● REQUIRED ACTION: Here is the task for the records below: repeat exactly the lines from the one with "Target: lane line" to the one with "Target: distant person in blue", both included, and nothing else.

● THE INPUT:
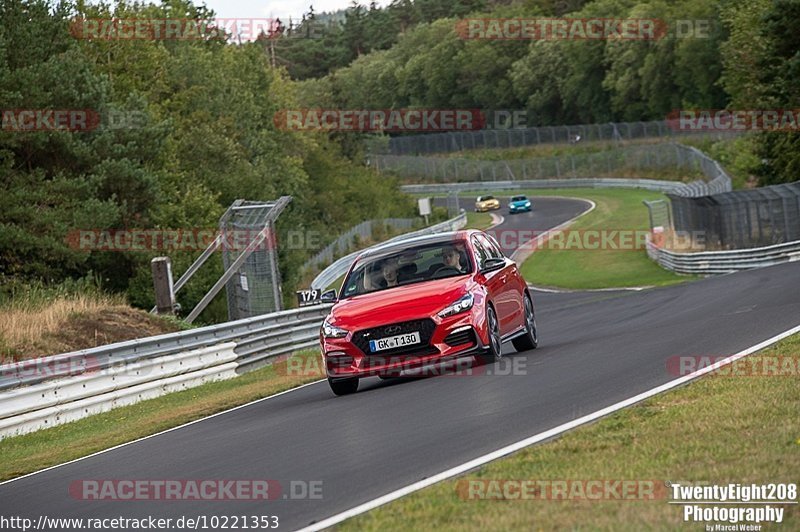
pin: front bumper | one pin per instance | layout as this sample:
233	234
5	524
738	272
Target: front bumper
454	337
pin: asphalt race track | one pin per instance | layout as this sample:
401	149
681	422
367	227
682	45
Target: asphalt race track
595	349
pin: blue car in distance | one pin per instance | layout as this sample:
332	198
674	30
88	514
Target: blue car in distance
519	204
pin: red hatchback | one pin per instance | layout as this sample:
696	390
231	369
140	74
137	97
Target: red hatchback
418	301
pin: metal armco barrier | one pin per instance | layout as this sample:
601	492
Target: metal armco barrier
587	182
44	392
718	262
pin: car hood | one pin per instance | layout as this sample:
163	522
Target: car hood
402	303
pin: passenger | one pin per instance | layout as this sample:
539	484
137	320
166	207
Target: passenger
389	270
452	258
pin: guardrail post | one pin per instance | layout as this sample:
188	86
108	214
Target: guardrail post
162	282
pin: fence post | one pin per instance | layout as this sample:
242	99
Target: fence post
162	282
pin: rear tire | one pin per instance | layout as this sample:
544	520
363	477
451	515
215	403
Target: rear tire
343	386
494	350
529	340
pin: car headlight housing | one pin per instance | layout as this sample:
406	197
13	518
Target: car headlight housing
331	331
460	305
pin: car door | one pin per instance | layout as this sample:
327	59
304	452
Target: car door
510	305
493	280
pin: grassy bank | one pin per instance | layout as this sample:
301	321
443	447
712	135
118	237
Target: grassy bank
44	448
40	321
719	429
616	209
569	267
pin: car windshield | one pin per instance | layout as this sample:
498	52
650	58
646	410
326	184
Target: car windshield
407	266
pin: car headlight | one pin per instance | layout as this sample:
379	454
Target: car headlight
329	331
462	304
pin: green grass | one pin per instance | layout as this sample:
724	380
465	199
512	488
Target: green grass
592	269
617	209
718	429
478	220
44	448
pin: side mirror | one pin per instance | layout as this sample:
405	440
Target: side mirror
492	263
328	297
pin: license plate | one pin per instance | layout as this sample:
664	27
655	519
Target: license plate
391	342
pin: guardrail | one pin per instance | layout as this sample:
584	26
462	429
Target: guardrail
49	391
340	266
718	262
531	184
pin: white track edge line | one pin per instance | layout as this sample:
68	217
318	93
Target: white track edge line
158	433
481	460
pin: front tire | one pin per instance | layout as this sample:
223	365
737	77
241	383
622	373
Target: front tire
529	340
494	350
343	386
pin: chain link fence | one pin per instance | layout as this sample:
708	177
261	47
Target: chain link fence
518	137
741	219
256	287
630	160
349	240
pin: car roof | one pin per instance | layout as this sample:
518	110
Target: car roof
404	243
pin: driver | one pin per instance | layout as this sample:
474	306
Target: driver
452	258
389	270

--

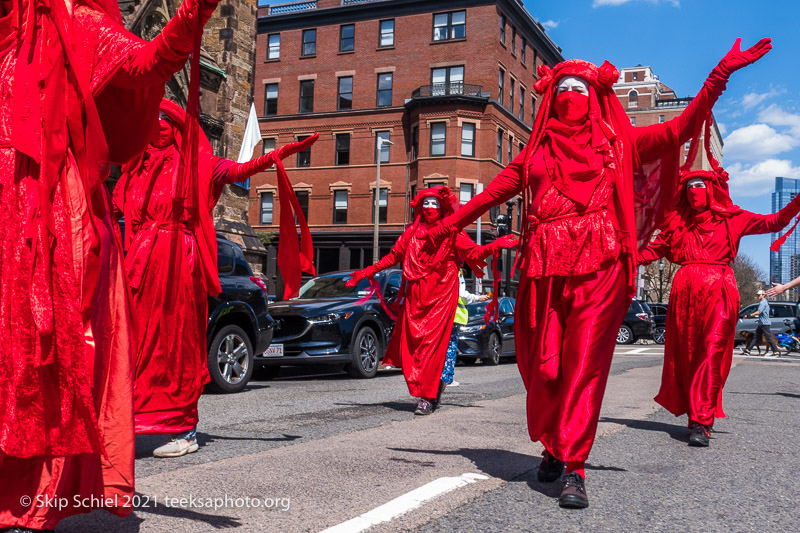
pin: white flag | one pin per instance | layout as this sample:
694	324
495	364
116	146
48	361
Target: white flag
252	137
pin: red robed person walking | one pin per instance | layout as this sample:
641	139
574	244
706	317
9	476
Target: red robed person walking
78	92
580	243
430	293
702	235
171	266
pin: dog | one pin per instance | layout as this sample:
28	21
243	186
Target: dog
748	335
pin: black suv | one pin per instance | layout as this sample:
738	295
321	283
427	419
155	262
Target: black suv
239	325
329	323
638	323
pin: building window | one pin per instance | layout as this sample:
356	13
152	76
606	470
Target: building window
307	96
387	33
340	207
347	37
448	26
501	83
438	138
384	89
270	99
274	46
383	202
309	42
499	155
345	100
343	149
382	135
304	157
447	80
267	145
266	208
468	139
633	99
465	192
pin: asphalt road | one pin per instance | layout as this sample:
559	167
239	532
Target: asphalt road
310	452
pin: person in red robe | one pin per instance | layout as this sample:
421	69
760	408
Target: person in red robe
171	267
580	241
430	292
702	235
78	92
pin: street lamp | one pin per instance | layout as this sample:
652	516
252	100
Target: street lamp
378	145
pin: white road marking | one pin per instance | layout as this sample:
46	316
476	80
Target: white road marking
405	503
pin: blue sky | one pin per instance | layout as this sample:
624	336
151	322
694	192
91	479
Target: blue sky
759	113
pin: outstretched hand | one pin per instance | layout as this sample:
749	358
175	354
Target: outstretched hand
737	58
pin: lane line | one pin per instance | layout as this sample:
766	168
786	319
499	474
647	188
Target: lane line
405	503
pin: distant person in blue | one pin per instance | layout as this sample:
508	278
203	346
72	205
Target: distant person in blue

* * *

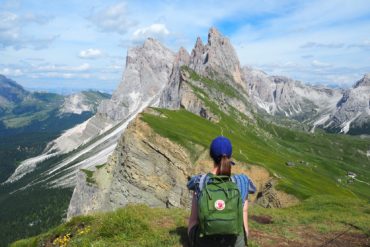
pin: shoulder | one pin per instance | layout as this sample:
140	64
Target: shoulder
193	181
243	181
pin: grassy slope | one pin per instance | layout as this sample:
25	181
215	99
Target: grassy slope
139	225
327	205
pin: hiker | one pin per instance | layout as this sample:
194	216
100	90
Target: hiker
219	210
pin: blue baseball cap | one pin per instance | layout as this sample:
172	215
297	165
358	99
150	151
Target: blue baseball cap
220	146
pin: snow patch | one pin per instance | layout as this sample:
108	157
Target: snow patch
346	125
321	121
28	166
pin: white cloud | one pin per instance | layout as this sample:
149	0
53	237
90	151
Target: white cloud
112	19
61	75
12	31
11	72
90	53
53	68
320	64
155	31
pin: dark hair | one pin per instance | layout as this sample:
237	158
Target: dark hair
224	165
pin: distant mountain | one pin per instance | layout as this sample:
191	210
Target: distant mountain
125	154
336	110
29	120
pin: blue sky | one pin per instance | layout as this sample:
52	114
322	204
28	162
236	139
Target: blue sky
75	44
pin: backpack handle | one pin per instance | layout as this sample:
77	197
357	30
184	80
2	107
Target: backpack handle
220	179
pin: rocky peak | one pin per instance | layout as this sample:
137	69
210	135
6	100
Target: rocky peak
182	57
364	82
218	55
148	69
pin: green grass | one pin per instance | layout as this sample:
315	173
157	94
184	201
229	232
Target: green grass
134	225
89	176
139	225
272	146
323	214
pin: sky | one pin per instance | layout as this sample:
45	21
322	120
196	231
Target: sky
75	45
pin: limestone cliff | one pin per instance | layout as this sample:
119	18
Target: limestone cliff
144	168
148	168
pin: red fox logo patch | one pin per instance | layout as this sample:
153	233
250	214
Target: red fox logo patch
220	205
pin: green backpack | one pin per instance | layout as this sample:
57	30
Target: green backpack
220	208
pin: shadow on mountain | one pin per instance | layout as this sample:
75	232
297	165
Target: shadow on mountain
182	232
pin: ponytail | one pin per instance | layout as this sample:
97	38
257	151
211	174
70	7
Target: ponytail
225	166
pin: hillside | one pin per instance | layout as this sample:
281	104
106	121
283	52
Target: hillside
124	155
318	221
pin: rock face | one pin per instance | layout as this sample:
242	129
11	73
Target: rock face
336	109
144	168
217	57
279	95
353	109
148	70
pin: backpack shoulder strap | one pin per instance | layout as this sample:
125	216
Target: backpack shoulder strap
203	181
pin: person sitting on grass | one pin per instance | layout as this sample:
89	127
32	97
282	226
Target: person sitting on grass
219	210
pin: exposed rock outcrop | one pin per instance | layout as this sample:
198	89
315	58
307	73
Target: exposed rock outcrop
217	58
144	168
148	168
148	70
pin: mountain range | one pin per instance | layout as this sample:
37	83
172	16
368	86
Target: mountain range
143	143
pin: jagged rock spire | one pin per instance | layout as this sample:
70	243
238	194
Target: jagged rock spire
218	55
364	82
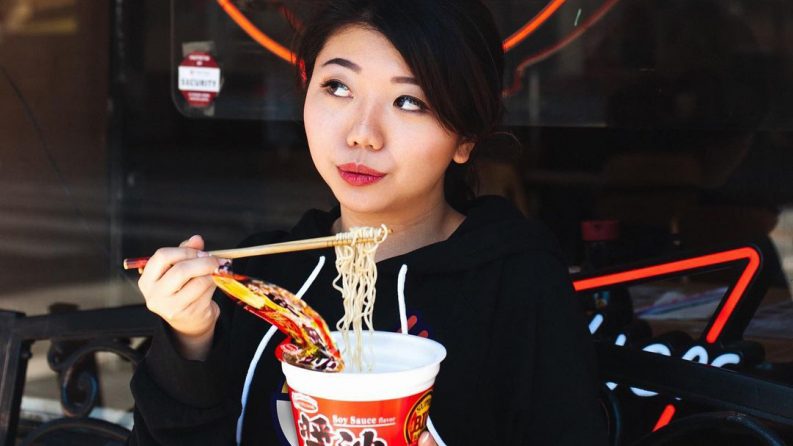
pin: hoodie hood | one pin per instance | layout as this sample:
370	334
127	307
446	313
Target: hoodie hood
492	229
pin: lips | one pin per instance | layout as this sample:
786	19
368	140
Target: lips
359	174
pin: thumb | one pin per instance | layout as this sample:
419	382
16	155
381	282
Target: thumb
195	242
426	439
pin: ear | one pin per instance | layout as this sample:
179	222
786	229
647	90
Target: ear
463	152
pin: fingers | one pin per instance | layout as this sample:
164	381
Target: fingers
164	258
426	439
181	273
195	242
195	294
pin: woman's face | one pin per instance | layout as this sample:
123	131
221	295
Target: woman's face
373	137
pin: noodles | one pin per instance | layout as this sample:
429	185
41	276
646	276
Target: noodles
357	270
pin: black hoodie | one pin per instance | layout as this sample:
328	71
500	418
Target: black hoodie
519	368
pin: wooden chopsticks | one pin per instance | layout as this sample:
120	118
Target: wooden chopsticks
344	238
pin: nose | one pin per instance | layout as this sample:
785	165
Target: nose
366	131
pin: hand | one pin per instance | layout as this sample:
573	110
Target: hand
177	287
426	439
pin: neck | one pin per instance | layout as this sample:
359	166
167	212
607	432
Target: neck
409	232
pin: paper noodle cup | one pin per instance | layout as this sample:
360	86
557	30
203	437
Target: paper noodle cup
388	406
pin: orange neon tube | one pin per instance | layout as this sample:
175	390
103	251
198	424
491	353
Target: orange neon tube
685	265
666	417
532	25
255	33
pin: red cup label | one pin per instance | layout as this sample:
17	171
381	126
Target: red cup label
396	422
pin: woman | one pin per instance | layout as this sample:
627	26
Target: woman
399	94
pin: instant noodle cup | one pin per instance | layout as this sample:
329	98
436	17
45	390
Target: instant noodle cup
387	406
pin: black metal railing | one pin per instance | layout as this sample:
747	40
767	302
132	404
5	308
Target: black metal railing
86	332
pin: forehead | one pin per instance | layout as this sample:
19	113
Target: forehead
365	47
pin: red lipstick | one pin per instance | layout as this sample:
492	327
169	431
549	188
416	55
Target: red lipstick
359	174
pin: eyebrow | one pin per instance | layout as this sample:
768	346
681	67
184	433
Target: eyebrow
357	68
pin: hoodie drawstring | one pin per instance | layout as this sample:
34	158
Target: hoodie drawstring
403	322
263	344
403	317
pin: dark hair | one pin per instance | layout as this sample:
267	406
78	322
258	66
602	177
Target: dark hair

● RESULT OF THE TASK:
Target: lane line
405	503
pin: distant person in blue | one pin per instance | layout as this sample:
508	278
203	346
72	205
Target: distant person in blue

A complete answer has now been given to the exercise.